══ Estratto della fonte

Di Chiara, un protagonista del Gauccismo a cuore aperto: a Perugia anni meravigliosi, Gaucci un vincente. E su Scala dico che…
Scritto da Raffaele Garinella il 25/01/2022Per avvicinarci a chiudere il cerchio, per capire sempre meglio cosa fu il Gauccismo, non si poteva ignorare Alberto Di Chiara, un nome e una garanzia non solo con la maglia del Grifo. Chi ha voglia di approfondimenti sicuri, ci segua.
Alberto, quali ricordi hai di Perugia?
Solo ricordi bellissimi, città meravigliosa. Abitavo in un hotel del centro storico e l’ho apprezzata moltissimo. Con il Grifo sul petto ho giocato la mia ultima stagione da calciatore e poi ne ho vissute sette da dirigente. Immagino voglia sapere di Luciano Gaucci: è sempre stato impulsivo, ma il suo metodo era vincente. Ha condotto il Perugia in Europa in un’epoca calcistica più complessa di quella attuale. Si percepiva in ogni angolo della città tanto entusiasmo.
Come mai lasciasti Parma?

════
══ Voci di partenza

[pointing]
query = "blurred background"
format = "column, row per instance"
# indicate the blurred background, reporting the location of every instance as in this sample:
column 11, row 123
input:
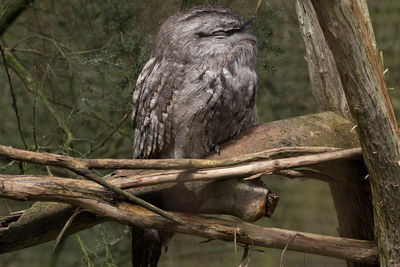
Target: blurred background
column 75, row 64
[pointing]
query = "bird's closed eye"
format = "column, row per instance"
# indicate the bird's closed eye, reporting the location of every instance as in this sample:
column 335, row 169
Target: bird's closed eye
column 219, row 33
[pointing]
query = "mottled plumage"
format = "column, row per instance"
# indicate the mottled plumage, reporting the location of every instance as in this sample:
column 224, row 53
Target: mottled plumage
column 198, row 89
column 196, row 92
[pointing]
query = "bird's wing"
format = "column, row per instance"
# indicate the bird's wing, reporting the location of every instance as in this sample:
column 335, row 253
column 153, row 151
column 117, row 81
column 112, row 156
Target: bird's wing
column 152, row 104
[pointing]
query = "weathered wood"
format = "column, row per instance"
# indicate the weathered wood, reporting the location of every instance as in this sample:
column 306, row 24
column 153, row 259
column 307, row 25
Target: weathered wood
column 328, row 129
column 211, row 173
column 353, row 206
column 346, row 30
column 96, row 200
column 57, row 160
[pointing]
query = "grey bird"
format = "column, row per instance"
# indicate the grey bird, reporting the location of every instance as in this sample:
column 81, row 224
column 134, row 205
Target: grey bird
column 196, row 92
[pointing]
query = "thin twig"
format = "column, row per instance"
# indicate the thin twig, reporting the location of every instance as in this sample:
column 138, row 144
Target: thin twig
column 106, row 206
column 312, row 155
column 86, row 173
column 14, row 98
column 30, row 84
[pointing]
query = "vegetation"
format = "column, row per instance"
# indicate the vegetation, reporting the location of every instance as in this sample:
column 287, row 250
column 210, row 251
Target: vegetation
column 73, row 66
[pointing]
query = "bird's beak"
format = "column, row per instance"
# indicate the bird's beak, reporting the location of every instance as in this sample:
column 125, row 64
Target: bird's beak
column 248, row 25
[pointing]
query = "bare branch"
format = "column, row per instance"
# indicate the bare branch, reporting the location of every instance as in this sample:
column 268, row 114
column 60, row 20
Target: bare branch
column 321, row 154
column 107, row 206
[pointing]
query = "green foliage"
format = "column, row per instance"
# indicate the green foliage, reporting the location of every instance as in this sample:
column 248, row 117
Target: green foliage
column 73, row 67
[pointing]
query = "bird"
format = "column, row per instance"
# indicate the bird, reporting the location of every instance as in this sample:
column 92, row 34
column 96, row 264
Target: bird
column 197, row 91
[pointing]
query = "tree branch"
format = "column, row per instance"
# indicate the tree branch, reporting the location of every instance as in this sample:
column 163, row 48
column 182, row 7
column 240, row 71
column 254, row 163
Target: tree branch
column 12, row 13
column 108, row 206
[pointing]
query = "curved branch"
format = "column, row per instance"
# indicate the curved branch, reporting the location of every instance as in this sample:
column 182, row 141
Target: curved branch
column 107, row 206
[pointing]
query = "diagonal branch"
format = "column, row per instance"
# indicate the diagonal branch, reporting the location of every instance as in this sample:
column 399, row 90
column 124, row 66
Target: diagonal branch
column 108, row 206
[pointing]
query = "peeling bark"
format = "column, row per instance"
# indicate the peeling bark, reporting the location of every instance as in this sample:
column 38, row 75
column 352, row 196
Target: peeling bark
column 348, row 33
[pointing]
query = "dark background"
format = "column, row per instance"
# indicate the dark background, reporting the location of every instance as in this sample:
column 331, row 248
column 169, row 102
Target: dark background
column 84, row 57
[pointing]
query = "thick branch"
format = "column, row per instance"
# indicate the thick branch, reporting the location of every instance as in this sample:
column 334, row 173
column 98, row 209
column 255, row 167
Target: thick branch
column 324, row 129
column 346, row 29
column 96, row 201
column 174, row 164
column 189, row 175
column 353, row 206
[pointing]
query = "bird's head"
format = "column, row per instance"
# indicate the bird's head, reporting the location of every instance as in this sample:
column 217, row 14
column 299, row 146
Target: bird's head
column 204, row 32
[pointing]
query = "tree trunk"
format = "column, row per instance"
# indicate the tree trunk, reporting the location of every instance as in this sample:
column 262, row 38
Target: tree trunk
column 324, row 129
column 348, row 35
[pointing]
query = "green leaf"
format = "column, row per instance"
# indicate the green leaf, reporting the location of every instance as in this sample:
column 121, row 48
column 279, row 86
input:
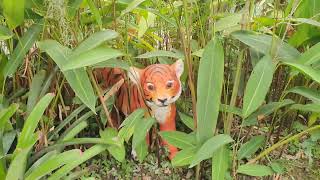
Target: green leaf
column 25, row 138
column 75, row 130
column 262, row 43
column 311, row 56
column 21, row 49
column 142, row 27
column 250, row 147
column 13, row 11
column 309, row 93
column 95, row 12
column 112, row 63
column 306, row 21
column 209, row 147
column 18, row 165
column 228, row 22
column 141, row 129
column 129, row 124
column 93, row 151
column 90, row 57
column 161, row 53
column 255, row 170
column 78, row 78
column 179, row 139
column 183, row 157
column 54, row 163
column 131, row 6
column 210, row 80
column 264, row 111
column 142, row 151
column 307, row 107
column 35, row 89
column 95, row 40
column 5, row 33
column 230, row 109
column 258, row 85
column 220, row 162
column 308, row 70
column 187, row 120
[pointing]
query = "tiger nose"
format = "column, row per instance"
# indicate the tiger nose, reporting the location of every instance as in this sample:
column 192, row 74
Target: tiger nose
column 162, row 100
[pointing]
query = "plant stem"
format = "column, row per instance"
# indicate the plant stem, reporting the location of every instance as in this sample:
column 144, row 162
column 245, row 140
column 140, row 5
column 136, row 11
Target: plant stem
column 95, row 85
column 235, row 89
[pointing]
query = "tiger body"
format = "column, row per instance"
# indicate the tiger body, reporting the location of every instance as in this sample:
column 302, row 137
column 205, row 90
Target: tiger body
column 155, row 88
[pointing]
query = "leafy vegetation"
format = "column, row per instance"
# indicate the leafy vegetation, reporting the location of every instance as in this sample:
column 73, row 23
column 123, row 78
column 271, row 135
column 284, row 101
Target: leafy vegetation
column 250, row 104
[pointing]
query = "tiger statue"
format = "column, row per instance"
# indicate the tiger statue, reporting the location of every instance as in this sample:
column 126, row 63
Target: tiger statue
column 155, row 88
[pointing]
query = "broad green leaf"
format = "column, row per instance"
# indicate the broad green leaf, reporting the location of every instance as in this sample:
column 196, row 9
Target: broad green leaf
column 209, row 147
column 305, row 69
column 161, row 53
column 265, row 110
column 306, row 21
column 311, row 56
column 128, row 125
column 117, row 150
column 5, row 33
column 78, row 78
column 95, row 12
column 95, row 40
column 141, row 129
column 255, row 170
column 220, row 162
column 90, row 57
column 13, row 11
column 54, row 163
column 250, row 147
column 21, row 49
column 187, row 120
column 309, row 93
column 307, row 107
column 230, row 109
column 258, row 85
column 75, row 131
column 210, row 80
column 262, row 43
column 228, row 22
column 179, row 139
column 25, row 138
column 183, row 157
column 112, row 63
column 89, row 153
column 132, row 6
column 18, row 165
column 35, row 90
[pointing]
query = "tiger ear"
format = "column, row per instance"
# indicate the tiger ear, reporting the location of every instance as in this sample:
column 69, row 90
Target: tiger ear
column 134, row 74
column 178, row 66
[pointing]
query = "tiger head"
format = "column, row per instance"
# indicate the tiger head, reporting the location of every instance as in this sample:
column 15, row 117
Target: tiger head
column 160, row 83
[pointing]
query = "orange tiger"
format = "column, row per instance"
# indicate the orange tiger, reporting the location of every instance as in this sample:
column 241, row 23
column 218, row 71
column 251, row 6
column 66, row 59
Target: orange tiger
column 155, row 87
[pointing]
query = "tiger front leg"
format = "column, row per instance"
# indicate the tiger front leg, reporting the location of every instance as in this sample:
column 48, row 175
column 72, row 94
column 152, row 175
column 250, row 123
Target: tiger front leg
column 169, row 125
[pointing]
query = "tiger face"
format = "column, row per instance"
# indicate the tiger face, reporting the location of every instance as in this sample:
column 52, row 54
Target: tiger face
column 160, row 83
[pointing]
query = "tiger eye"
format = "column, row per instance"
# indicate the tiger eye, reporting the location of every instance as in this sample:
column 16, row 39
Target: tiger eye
column 150, row 87
column 169, row 84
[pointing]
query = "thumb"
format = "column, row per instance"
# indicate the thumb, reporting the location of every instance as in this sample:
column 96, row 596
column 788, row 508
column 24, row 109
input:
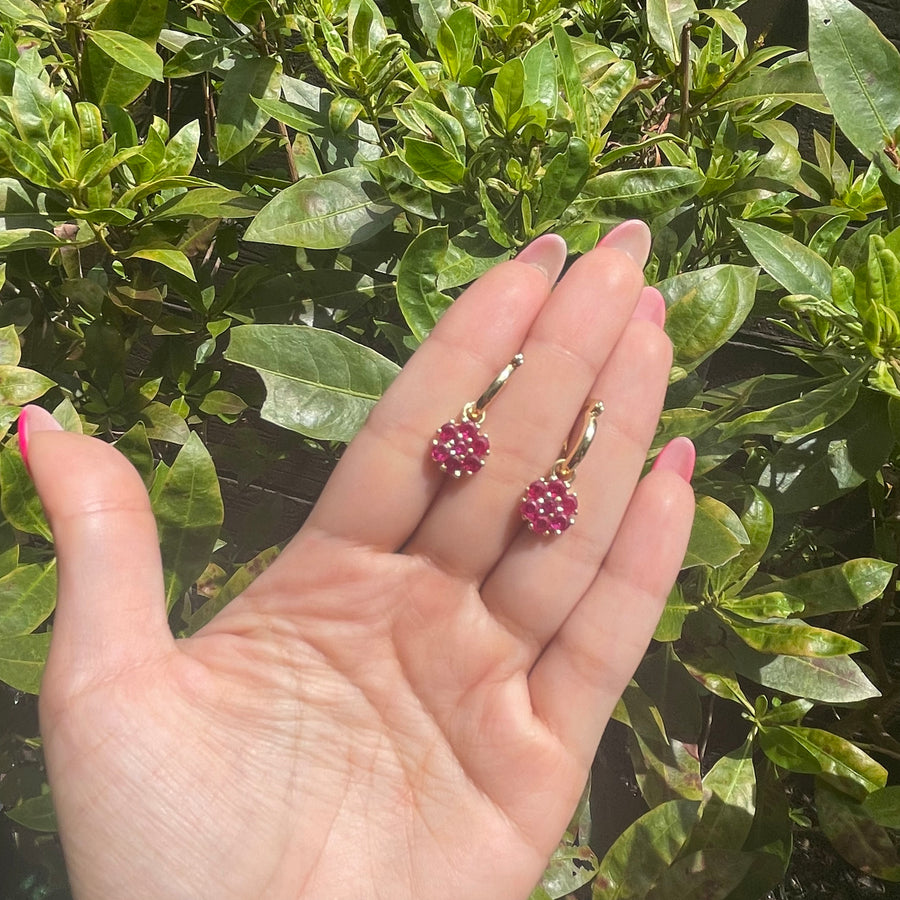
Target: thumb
column 110, row 606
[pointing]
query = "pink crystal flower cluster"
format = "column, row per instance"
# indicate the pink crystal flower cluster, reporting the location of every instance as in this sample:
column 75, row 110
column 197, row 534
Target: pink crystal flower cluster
column 548, row 507
column 460, row 448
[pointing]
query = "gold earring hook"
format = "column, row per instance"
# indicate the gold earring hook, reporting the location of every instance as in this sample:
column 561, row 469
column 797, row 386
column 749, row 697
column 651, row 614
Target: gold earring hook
column 564, row 468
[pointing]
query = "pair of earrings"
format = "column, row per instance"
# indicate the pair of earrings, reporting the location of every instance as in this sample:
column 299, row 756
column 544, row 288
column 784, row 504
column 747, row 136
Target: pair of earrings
column 548, row 505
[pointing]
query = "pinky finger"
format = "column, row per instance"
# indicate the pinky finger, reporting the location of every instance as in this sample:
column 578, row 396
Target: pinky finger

════

**Compito 1**
Riscriva il passo dell'intervista che inizia con le parole "Alberto, quali ricordi" e si chiude dopo "città tanto entusiasmo.", mettendo "albergo" al posto di "hotel".
**Compito 2**
Riporti testualmente le voci dalla prima riga fino alla riga che contiene "column 57, row 160", inclusa, tralasciando le immagini.

**Risposta definitiva 1**
Alberto, quali ricordi hai di Perugia?
Solo ricordi bellissimi, città meravigliosa. Abitavo in un albergo del centro storico e l’ho apprezzata moltissimo. Con il Grifo sul petto ho giocato la mia ultima stagione da calciatore e poi ne ho vissute sette da dirigente. Immagino voglia sapere di Luciano Gaucci: è sempre stato impulsivo, ma il suo metodo era vincente. Ha condotto il Perugia in Europa in un’epoca calcistica più complessa di quella attuale. Si percepiva in ogni angolo della città tanto entusiasmo.

**Risposta definitiva 2**
[pointing]
query = "blurred background"
format = "column, row per instance"
# indicate the blurred background, reporting the location of every instance as in this sample:
column 11, row 123
input:
Target: blurred background
column 75, row 64
[pointing]
query = "bird's closed eye"
format = "column, row per instance"
# indicate the bird's closed eye, reporting the location of every instance as in this sample:
column 335, row 169
Target: bird's closed eye
column 219, row 33
[pointing]
query = "mottled plumage"
format = "column, row per instance"
# indicate the mottled plumage, reporting the location of every instance as in this sample:
column 224, row 53
Target: mottled plumage
column 198, row 89
column 196, row 92
[pointing]
query = "bird's wing"
format = "column, row per instance"
# indicate the bird's wing, reporting the location of every instance as in this sample:
column 335, row 253
column 153, row 151
column 117, row 81
column 112, row 156
Target: bird's wing
column 152, row 104
[pointing]
query = "weathered wood"
format = "column, row per instance"
# indicate the weathered wood, reporting the location of every instance as in this sample:
column 306, row 24
column 153, row 259
column 307, row 25
Target: weathered wood
column 328, row 129
column 211, row 173
column 353, row 206
column 346, row 30
column 96, row 200
column 57, row 160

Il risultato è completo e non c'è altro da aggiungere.